# Instructions to follow
The tail of the records, from the line containing "Please indicate the hedge" through the final line, should be printed exactly and on its own.

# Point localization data

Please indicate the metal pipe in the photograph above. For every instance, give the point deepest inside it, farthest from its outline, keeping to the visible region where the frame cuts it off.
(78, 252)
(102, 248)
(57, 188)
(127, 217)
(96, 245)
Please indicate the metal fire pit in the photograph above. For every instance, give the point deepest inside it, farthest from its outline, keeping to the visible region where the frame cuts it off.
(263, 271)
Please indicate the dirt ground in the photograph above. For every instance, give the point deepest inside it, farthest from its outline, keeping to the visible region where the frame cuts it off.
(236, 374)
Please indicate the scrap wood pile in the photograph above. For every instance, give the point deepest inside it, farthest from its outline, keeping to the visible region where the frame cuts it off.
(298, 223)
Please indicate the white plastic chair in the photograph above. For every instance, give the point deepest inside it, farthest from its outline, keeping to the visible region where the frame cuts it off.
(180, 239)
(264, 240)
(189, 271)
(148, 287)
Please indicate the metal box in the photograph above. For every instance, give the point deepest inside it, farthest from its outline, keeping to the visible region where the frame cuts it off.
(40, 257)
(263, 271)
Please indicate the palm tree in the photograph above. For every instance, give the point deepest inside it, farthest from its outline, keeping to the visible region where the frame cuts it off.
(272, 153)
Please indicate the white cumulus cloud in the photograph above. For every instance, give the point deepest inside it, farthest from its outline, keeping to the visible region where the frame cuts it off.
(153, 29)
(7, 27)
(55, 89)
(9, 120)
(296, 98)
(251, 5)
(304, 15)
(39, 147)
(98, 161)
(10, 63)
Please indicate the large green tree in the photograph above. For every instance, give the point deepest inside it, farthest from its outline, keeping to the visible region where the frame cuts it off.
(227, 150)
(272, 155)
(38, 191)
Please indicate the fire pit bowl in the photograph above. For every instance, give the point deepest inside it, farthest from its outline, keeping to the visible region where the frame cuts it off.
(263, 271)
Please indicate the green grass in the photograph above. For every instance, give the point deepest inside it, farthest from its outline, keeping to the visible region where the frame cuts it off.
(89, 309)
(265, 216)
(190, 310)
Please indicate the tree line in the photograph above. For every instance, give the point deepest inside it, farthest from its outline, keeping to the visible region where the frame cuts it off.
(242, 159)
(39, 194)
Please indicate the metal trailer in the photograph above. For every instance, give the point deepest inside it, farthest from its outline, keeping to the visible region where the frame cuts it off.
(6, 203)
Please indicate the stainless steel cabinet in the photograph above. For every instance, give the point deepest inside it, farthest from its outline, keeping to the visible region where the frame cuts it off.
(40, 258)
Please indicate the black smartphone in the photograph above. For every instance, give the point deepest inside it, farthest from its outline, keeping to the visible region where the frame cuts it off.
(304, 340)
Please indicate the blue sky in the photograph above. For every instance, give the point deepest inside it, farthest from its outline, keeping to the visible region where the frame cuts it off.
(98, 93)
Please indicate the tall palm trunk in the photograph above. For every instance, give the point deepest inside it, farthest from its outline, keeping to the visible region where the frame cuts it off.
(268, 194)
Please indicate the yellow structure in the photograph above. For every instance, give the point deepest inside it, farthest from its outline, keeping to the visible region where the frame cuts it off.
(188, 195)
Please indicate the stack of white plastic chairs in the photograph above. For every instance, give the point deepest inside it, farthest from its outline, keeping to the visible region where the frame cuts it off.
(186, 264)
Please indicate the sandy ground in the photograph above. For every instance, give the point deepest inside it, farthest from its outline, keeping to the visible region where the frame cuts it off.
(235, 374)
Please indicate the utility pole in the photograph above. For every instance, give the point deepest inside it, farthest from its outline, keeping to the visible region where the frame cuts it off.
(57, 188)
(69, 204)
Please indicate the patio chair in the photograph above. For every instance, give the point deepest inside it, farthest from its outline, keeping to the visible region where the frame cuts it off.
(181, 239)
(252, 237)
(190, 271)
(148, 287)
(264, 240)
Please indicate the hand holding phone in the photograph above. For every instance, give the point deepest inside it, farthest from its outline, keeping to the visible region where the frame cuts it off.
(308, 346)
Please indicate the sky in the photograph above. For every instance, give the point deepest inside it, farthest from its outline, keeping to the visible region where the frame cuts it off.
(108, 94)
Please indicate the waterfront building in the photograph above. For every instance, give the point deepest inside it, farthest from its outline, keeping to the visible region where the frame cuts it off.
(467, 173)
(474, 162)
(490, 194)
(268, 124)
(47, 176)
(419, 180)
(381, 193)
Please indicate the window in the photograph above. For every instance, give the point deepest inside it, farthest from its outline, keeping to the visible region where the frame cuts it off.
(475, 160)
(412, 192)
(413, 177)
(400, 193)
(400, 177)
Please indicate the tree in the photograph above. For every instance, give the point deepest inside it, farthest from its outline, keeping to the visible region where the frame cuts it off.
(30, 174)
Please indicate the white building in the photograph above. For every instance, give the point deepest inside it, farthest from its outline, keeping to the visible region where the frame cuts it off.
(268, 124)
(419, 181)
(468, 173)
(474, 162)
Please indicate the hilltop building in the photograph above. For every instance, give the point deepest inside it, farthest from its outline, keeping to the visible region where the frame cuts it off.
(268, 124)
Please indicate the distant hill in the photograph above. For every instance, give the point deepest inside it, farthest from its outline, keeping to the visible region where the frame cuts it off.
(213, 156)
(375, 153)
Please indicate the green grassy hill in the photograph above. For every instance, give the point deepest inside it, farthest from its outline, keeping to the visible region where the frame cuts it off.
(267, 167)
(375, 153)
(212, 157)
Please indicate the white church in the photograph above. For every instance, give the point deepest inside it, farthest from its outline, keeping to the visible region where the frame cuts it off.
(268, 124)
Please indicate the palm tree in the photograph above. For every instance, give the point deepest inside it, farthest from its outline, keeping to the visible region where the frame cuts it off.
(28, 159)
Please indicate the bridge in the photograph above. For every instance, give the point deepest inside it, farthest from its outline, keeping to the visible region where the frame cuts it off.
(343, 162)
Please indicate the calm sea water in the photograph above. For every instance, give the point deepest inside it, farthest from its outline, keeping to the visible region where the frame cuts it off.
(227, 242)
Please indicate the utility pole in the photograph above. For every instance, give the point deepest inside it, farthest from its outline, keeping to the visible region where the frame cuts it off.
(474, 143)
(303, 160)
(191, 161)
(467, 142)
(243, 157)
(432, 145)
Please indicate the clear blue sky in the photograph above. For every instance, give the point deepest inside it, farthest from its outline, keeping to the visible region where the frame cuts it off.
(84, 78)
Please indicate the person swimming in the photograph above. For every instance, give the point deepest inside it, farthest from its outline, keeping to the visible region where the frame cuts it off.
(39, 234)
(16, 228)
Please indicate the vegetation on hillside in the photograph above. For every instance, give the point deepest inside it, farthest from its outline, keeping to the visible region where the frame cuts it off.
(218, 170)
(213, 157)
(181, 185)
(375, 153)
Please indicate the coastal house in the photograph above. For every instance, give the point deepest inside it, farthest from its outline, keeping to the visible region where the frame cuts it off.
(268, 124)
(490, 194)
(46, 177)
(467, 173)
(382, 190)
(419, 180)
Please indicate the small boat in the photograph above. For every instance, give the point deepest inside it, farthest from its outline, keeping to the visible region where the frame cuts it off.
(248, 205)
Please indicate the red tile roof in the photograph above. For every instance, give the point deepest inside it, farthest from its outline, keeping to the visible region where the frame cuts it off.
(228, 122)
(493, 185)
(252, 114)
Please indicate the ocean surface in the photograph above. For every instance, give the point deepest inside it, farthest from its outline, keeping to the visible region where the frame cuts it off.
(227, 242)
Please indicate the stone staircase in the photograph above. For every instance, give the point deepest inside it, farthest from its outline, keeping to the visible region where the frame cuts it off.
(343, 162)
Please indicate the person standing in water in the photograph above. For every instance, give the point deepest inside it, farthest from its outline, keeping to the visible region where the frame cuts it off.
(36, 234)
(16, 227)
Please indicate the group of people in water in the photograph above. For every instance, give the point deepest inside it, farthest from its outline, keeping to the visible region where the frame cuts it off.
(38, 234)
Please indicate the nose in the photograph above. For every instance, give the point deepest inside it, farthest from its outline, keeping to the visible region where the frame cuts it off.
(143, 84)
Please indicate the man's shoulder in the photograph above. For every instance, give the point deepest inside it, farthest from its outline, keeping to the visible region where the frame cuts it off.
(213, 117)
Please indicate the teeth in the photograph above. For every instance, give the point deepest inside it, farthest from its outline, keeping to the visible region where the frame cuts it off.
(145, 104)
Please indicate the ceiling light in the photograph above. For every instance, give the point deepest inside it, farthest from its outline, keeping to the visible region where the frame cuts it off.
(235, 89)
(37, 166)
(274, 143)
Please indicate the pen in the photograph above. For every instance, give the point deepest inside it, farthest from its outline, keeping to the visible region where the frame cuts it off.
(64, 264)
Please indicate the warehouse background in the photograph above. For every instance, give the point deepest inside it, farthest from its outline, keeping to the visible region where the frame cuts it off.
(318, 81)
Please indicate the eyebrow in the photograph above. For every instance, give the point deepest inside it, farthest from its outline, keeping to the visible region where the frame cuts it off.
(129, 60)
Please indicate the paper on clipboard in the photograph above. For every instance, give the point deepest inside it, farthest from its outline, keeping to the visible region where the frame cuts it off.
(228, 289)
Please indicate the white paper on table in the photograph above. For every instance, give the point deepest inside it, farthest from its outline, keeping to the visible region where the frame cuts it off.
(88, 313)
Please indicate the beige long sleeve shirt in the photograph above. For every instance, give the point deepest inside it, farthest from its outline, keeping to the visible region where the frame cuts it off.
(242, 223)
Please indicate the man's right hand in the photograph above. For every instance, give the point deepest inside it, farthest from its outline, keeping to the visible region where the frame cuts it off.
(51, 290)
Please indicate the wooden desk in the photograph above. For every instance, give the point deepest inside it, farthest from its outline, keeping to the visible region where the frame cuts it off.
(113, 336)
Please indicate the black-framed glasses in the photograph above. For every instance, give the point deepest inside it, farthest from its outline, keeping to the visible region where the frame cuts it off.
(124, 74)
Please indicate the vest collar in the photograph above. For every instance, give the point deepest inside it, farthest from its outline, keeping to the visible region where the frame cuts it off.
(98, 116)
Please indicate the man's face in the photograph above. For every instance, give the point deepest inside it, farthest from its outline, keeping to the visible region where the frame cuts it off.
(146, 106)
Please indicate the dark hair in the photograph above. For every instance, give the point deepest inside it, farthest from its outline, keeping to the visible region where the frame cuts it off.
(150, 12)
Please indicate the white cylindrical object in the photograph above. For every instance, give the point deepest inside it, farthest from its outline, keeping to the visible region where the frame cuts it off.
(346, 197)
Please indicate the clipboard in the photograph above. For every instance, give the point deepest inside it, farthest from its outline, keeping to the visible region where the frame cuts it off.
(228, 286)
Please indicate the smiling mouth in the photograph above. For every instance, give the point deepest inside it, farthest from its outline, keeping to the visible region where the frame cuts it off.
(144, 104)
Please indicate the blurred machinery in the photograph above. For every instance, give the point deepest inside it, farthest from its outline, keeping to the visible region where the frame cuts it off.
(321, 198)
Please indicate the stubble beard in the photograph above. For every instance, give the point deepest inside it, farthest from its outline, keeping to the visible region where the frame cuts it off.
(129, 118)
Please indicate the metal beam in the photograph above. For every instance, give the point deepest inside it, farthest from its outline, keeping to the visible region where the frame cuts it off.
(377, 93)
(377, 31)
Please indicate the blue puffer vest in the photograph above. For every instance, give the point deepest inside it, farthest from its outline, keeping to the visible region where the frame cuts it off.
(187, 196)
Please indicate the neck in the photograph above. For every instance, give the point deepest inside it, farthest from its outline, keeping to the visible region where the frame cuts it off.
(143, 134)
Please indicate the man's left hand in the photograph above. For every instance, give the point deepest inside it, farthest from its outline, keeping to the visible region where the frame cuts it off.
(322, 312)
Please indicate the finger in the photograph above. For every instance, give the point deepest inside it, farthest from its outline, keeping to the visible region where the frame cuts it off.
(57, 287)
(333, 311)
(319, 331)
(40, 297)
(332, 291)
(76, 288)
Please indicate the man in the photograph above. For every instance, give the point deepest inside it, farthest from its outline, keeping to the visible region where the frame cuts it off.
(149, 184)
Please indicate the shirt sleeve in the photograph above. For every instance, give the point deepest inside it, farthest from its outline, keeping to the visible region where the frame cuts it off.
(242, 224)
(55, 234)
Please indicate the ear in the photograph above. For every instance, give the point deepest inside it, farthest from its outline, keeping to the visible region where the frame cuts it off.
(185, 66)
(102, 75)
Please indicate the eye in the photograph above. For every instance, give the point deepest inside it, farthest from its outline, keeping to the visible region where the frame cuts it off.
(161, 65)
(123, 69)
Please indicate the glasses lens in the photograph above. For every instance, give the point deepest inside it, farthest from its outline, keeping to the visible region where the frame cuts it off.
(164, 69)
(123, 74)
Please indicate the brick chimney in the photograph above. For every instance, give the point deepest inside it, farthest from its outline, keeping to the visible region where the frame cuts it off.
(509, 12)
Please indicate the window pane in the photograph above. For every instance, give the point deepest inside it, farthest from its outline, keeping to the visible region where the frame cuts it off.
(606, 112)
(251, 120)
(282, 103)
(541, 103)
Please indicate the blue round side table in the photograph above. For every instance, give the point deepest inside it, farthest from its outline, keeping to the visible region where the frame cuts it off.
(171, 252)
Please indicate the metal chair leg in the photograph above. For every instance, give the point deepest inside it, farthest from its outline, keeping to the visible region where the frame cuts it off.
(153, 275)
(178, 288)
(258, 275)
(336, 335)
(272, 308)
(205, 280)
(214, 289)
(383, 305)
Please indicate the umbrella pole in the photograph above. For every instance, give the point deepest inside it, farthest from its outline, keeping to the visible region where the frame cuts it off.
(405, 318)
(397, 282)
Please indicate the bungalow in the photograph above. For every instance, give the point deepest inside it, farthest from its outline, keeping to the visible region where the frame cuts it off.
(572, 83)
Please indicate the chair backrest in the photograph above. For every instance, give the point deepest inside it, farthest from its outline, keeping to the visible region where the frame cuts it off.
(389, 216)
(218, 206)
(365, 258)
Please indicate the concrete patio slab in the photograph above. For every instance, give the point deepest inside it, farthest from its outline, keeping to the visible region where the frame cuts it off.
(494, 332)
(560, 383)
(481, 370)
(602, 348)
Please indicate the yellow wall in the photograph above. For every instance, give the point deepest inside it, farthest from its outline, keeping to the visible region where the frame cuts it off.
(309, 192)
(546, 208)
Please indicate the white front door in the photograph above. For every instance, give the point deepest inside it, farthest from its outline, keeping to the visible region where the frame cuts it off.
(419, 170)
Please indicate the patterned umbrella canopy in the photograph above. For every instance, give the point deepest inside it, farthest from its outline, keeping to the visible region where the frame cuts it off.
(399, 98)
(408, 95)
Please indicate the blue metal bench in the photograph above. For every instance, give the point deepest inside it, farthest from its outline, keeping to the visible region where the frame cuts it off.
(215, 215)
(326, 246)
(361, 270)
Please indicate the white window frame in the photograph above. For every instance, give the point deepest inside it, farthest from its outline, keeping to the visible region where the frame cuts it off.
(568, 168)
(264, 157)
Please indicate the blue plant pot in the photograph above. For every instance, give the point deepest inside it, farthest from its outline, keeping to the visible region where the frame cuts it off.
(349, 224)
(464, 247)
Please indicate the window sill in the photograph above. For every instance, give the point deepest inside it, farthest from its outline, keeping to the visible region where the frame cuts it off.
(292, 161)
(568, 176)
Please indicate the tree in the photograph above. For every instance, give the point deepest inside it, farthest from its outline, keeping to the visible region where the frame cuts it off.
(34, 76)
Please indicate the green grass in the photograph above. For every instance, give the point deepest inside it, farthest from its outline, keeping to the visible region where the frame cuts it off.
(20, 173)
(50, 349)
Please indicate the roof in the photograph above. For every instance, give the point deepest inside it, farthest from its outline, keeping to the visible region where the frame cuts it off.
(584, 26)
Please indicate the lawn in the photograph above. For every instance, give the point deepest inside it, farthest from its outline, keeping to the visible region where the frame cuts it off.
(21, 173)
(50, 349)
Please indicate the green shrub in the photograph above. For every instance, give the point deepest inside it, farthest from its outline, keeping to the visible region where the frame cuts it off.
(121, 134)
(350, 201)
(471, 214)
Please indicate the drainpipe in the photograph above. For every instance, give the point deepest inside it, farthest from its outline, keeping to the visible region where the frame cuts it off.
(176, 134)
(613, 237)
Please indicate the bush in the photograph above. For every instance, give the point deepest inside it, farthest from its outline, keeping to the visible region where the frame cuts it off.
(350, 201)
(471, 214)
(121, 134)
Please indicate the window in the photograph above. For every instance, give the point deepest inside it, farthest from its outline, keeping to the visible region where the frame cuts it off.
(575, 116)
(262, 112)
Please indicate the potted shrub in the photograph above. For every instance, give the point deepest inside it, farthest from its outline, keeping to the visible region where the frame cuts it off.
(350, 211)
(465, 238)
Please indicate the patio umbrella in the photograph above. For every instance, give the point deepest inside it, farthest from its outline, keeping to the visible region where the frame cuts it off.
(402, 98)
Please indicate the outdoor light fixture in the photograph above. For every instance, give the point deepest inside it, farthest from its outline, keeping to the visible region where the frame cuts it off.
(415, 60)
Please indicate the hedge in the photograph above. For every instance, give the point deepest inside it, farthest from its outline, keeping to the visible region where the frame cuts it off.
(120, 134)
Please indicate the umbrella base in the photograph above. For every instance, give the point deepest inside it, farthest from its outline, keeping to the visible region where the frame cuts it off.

# Written answer
Please indicate the hedge in the photograph above. For every instance, give the point deepest inside it, farthest from its outline, keeping to the visible region where the frame cuts it off.
(120, 134)
Please indicate the umbrella base in the photograph above. For every instance, give the point deepest inside it, farthest from its outline, keeping to the visible region where the frame cuts it off.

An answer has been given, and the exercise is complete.